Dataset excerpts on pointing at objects
━━━

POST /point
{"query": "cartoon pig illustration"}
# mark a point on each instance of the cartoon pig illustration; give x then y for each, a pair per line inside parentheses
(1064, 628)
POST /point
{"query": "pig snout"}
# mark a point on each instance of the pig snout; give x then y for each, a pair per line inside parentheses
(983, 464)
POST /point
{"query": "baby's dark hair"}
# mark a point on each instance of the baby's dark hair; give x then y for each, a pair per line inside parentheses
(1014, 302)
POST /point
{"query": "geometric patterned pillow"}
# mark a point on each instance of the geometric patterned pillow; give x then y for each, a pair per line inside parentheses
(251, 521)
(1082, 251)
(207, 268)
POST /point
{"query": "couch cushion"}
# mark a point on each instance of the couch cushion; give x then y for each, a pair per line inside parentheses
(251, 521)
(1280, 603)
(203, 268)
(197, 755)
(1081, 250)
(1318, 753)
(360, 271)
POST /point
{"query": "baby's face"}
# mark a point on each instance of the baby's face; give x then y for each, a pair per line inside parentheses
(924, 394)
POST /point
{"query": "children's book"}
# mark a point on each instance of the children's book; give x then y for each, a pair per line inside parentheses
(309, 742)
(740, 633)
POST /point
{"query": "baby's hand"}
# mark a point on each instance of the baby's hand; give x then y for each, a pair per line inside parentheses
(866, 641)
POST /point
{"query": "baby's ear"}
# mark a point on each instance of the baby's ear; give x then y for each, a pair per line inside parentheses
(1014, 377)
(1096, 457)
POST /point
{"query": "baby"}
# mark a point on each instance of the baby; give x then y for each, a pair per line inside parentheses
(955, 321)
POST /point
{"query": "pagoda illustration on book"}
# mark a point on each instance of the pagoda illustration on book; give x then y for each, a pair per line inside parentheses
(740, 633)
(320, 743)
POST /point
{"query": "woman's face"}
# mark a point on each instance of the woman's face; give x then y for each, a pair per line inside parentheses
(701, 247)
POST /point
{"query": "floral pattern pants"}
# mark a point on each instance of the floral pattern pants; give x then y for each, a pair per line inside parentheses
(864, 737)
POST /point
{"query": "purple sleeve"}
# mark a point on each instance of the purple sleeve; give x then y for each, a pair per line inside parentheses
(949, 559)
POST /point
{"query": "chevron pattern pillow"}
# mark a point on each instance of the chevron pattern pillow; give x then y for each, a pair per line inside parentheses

━━━

- _AIM OF THE TASK_
Return every line of the items above unchanged, from first to last.

- _WRITTEN REPLY_
POST /point
{"query": "cartoon pig illustration"}
# mark a point on each instance of the cartoon pig illustration; give x then y for each, a pair per line inside parentheses
(1064, 628)
POST /point
{"query": "pig snout"}
# mark a point on each instance of the pig snout; give x then y for each, a pair per line inside parentheses
(983, 464)
POST /point
{"query": "baby's dark hair"}
# mark a point on each instance of the baby's dark hair; give x then y for each, a pair per line inside parentheses
(1014, 302)
POST /point
{"query": "geometric patterned pillow"}
# mark a point on each instance of the geometric patterned pillow; give x then y for each, a pair per line inside parentheses
(251, 521)
(1082, 251)
(207, 268)
POST /point
{"query": "couch cushion"}
# mark a point on each instance of the couch cushion; give x then y for each, a pair per line inside parentheses
(251, 521)
(1280, 603)
(203, 268)
(197, 755)
(1081, 250)
(1318, 753)
(360, 271)
POST /point
{"query": "baby's face"}
# mark a point on each instance of the baby's face; give x then y for each, a pair per line inside parentheses
(924, 394)
POST /point
{"query": "children's book"}
# mark a point on each instance of the children's book; give x then y for each, a pair per line inside parentheses
(309, 742)
(740, 633)
POST /point
{"query": "baby's hand"}
# mark a point on each instance of the baby's hand; give x then y for each, a pair per line inside parentheses
(866, 641)
POST /point
{"query": "baby's ear"}
# mark a point on each instance of the baby's ear; give x then y for each, a pair per line inside parentheses
(1014, 377)
(1096, 457)
POST /point
{"query": "baby"}
# mark a point on each instance of the baby; give x then y for each, a pair per line inside parentheses
(955, 321)
POST /point
{"query": "pagoda illustration on book"}
# mark a point on each instance of the pagoda illustration on book; give x then y for each, a pair per line inside parentheses
(740, 633)
(320, 743)
POST /point
{"query": "woman's face"}
# mark a point on each instance of the woman's face; give x then y for each, a pair per line inside parentheses
(701, 247)
POST /point
{"query": "floral pattern pants"}
# mark a point on each instance of the floral pattern pants; give x then y for each, a pair per line inside parentheses
(864, 737)
POST /point
{"query": "purple sleeve"}
# mark a point on each instance of the purple sleeve; give x then y for each, a pair per line inside parentheses
(949, 559)
POST /point
{"query": "chevron pattern pillow"}
# mark a point on each instance of the chevron pattern pillow; give x then y for each, a pair per line inside parentheses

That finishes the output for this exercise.